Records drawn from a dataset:
== == ==
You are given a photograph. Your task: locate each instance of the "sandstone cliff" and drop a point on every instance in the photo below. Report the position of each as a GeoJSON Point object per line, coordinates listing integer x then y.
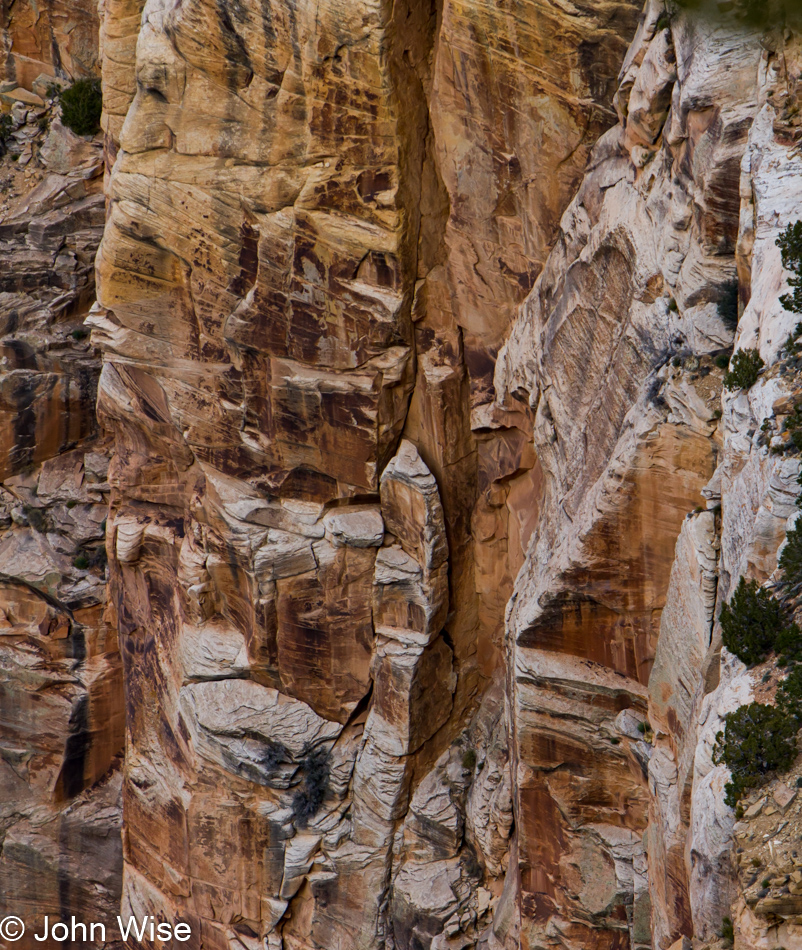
{"type": "Point", "coordinates": [423, 493]}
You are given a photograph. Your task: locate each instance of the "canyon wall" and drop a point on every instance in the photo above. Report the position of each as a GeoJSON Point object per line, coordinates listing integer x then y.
{"type": "Point", "coordinates": [412, 465]}
{"type": "Point", "coordinates": [62, 715]}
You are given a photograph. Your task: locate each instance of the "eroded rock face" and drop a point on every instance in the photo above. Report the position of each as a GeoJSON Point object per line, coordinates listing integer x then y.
{"type": "Point", "coordinates": [57, 38]}
{"type": "Point", "coordinates": [62, 717]}
{"type": "Point", "coordinates": [629, 302]}
{"type": "Point", "coordinates": [294, 348]}
{"type": "Point", "coordinates": [346, 727]}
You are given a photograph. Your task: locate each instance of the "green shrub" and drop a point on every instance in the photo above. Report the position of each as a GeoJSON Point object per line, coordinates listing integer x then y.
{"type": "Point", "coordinates": [790, 245]}
{"type": "Point", "coordinates": [81, 106]}
{"type": "Point", "coordinates": [36, 518]}
{"type": "Point", "coordinates": [792, 345]}
{"type": "Point", "coordinates": [789, 693]}
{"type": "Point", "coordinates": [744, 368]}
{"type": "Point", "coordinates": [307, 800]}
{"type": "Point", "coordinates": [751, 622]}
{"type": "Point", "coordinates": [6, 123]}
{"type": "Point", "coordinates": [757, 740]}
{"type": "Point", "coordinates": [728, 306]}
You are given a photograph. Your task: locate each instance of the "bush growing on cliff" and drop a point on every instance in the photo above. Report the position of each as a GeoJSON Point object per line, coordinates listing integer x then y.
{"type": "Point", "coordinates": [6, 124]}
{"type": "Point", "coordinates": [81, 106]}
{"type": "Point", "coordinates": [790, 245]}
{"type": "Point", "coordinates": [751, 622]}
{"type": "Point", "coordinates": [744, 369]}
{"type": "Point", "coordinates": [728, 305]}
{"type": "Point", "coordinates": [307, 800]}
{"type": "Point", "coordinates": [757, 740]}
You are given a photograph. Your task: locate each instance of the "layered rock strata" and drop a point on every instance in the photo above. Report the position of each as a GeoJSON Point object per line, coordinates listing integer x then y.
{"type": "Point", "coordinates": [397, 302]}
{"type": "Point", "coordinates": [298, 377]}
{"type": "Point", "coordinates": [61, 691]}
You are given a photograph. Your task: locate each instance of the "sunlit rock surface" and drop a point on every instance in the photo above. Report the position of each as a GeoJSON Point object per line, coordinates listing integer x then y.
{"type": "Point", "coordinates": [419, 491]}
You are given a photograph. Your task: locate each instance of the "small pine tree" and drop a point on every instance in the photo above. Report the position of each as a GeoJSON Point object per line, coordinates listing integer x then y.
{"type": "Point", "coordinates": [757, 740]}
{"type": "Point", "coordinates": [744, 369]}
{"type": "Point", "coordinates": [790, 562]}
{"type": "Point", "coordinates": [751, 622]}
{"type": "Point", "coordinates": [790, 245]}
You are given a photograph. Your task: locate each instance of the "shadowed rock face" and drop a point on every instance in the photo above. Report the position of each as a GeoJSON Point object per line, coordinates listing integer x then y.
{"type": "Point", "coordinates": [62, 716]}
== == ==
> **EXERCISE DETAILS**
All the records need to be repeated exactly, with the images dropped.

> **OUTPUT**
You are given a photograph. Your task: locate each instance of the "sandstone cliff" and drop a point on every instance in the photo below. Report the position of each as a GeoJSON Point object per line, coordinates listing integer x then y.
{"type": "Point", "coordinates": [423, 493]}
You are given a photograph. Your task: locate each instance of the "canyon wall" and drop a point on every instance in the photo above. Report the position of each as a GeoJSON Point object per line, coordinates listing integer x then y.
{"type": "Point", "coordinates": [412, 465]}
{"type": "Point", "coordinates": [62, 715]}
You are given a photograph. Your task: locate each instance of the "eroded rock face" and drop a point on every instance in the photo above. Report the position of each as a GeoJSON Point object per line, coordinates listing integer x then y.
{"type": "Point", "coordinates": [57, 38]}
{"type": "Point", "coordinates": [62, 717]}
{"type": "Point", "coordinates": [629, 302]}
{"type": "Point", "coordinates": [294, 348]}
{"type": "Point", "coordinates": [346, 727]}
You are given a photograph. Your task: locate each instance of the "green shrub" and drop a point on every instance in the photo above. Report the position of each as a GeoJSON Point object per line, coordinates listing integer x then y.
{"type": "Point", "coordinates": [790, 245]}
{"type": "Point", "coordinates": [81, 106]}
{"type": "Point", "coordinates": [36, 518]}
{"type": "Point", "coordinates": [792, 345]}
{"type": "Point", "coordinates": [789, 693]}
{"type": "Point", "coordinates": [744, 368]}
{"type": "Point", "coordinates": [307, 800]}
{"type": "Point", "coordinates": [751, 622]}
{"type": "Point", "coordinates": [6, 123]}
{"type": "Point", "coordinates": [757, 740]}
{"type": "Point", "coordinates": [728, 306]}
You are given a photograph. Your task: locate each instance of the "bush growing on cliff" and drop a point on every instance in the photo above. Report the position of each as a GeoJSON Point object per line, coordinates listing integer x then y.
{"type": "Point", "coordinates": [6, 124]}
{"type": "Point", "coordinates": [81, 106]}
{"type": "Point", "coordinates": [790, 245]}
{"type": "Point", "coordinates": [751, 622]}
{"type": "Point", "coordinates": [744, 369]}
{"type": "Point", "coordinates": [728, 305]}
{"type": "Point", "coordinates": [307, 800]}
{"type": "Point", "coordinates": [757, 740]}
You are given a photograph. Your task: locate each instance of the "layered rock strata" and drop a point on every instance in the photo above. Report the position of each as a GeoJSON Point object per line, coordinates listing integer x then y.
{"type": "Point", "coordinates": [397, 302]}
{"type": "Point", "coordinates": [298, 377]}
{"type": "Point", "coordinates": [61, 691]}
You are given a photograph. Your task: locate each instance of the "sunlit rock surface" and drop a point on every instance in the photo above. Report the position of each as a GeoJSON Point object per line, coordinates listing integer x then y.
{"type": "Point", "coordinates": [419, 491]}
You are given a photograph. Your task: locate each instance of the "small pine tree" and drop a point on every instance in the photo above. Report the position of each as a GeoJSON Point object per line, coordinates listing integer x then y.
{"type": "Point", "coordinates": [757, 740]}
{"type": "Point", "coordinates": [744, 369]}
{"type": "Point", "coordinates": [790, 562]}
{"type": "Point", "coordinates": [751, 622]}
{"type": "Point", "coordinates": [790, 245]}
You are given a photograph. Your task: locate each instance of the "shadowed rock face" and drop a point on every instance in the photo above. Report the position of each as a GeoJSON Point object per line, coordinates listing integer x then y.
{"type": "Point", "coordinates": [62, 716]}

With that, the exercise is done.